**Document passage**:

As this proof is based on the proposition that for any unique factorization domain, the method of getting the greatest common divisors of any finite subset by factorizing each element of the subset with the representatives set of the associates quotient set works, that proposition is supposed to be understood.

Let $I^{\prime }=\{i_1,...,i_l\}$ be the set of some irreducible elements cited in that proposition. The point is that the factorizations of the elements of $S$ with respect to $I^{\prime }$ are unique, because we have chosen the fixed representatives of the associates equivalence classes.

Let us suppose that $\mathrm{\forall }{p}_j,p_k\in S(gcd(\{p_j,p_k\})=Asc(1))$.

While $p_j=u_j{i}_1^{c_{j,1}}...i_l^{c_{j,l}}$, if $0<c_{j,k}$, $c_{s,k}=0$ for each $s\ne j$, because otherwise, $i_k$ would be a common divisor of $\{p_j,p_s\}$ and $1$ would not be any greatest common divisor of $\{p_j,p_s\}$, because $1=q{i}_k$ would not hold, because that would mean that $i_k$ was a unit.

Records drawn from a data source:
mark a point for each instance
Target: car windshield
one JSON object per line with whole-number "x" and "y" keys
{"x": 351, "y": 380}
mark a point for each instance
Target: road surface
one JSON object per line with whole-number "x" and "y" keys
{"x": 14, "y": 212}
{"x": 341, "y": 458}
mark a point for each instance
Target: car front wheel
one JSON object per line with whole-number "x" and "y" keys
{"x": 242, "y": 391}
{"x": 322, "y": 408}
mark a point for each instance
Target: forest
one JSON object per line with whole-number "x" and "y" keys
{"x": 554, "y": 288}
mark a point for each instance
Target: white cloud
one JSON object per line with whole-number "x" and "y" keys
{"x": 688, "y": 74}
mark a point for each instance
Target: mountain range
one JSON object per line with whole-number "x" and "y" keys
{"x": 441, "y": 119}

**Set problem 1**:
Can you repeat the stretch of the proof passage from "Let us suppose" through "was a unit.", word for word?
**Set problem 2**:
In the proof passage, why are the factorizations of the elements of S with respect to the chosen irreducible elements unique?

**Complete output 1**:
Let us suppose that $\mathrm{\forall }{p}_j,p_k\in S(gcd(\{p_j,p_k\})=Asc(1))$.

While $p_j=u_j{i}_1^{c_{j,1}}...i_l^{c_{j,l}}$, if $0<c_{j,k}$, $c_{s,k}=0$ for each $s\ne j$, because otherwise, $i_k$ would be a common divisor of $\{p_j,p_s\}$ and $1$ would not be any greatest common divisor of $\{p_j,p_s\}$, because $1=q{i}_k$ would not hold, because that would mean that $i_k$ was a unit.

**Complete output 2**:
Because fixed representatives of the associates equivalence classes have been chosen.